● PAGE EXTRACT:
━━━━━━━━━━━━━━━━━━━━

The document does not provide a detailed account of the C-section, the complications that arose or what care Ms. Fields received afterward. Rather it includes the initial findings of the Health Department’s investigators, who conducted an inspection of the labor and delivery floor at Woodhull. It focuses specifically on violations of safety and health regulations, such as the requirement that surgical complications be recorded in a report immediately after a procedure.

A spokesman for the city’s public hospital system, Chris Miller, declined to answer questions about Ms. Fields’s death, citing privacy laws. “Woodhull has revamped and enhanced its protocols across its obstetrics and anesthesiology departments, and recently hired two new clinical leaders in these areas,” he said in a statement.

The circumstances of Ms. Fields’s death so alarmed health inspectors that they required some Woodhull employees to review certain hospital policies or receive training in order for the labor and delivery floor to remain open, according to two employees at the hospital who were informed of what had happened to Ms. Fields, but who asked to remain anonymous because they were not authorized to discuss the case.

“There is need for immediate action for patients undergoing procedures to prevent serious adverse outcome,” the Health Department informed Woodhull’s top administrator, according to the document.

The Health Department’s investigation into the labor and delivery floor is not complete. The two employees at Woodhull said investigators were examining several other cases.

━━━━━━━━━━━━━━━━━━━━

● RECORD SET:
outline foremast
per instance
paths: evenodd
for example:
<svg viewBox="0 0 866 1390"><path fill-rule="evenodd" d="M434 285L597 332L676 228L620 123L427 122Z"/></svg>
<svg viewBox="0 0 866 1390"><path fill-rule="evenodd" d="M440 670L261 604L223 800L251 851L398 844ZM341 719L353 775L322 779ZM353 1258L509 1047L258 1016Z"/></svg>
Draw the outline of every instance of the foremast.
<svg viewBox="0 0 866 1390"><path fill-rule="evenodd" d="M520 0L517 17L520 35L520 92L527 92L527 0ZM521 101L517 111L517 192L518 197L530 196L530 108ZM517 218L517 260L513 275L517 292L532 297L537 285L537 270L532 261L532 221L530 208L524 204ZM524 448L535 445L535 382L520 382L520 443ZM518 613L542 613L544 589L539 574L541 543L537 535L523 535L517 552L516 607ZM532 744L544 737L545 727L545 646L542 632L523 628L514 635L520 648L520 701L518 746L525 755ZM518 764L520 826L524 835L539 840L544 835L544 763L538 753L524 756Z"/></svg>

━━━━━━━━━━━━━━━━━━━━

● TASK DIRECTIONS: Continue the article about the Health Department's investigation of the labor and delivery floor at Woodhull, starting after its last sentence.

● WRITTEN RESPONSE:
A spokeswoman for the Health Department said that because of the severity of the investigators’ initial findings they had put their broader inspection on hold to work with the hospital on a corrective plan.

“Once the immediacy for patient harm is removed, the survey team will resume the remainder of the survey,” the spokeswoman, Danielle De Souza, said.

Though Woodhull is a public hospital, its doctors are mostly staffed by NYU Langone Health, an arrangement the public hospital system has with a number of university health systems. A spokesman for NYU Langone, Steve Ritea, said that it had fired the doctor who performed the C-section on Ms. Fields.

Ms. Fields is not the first mother to die while giving birth at Woodhull because of a doctor’s error. In 2020, a 26-year-old first-time mother, Sha-Asia Semple, stopped breathing following a botched epidural. In addition to misplacing the epidural, the anesthesiologist inserted a breathing tube down Ms. Semple’s esophagus rather than her windpipe, the State Health Department concluded. Instead of delivering oxygen to her lungs, the ventilator pumped air into her stomach.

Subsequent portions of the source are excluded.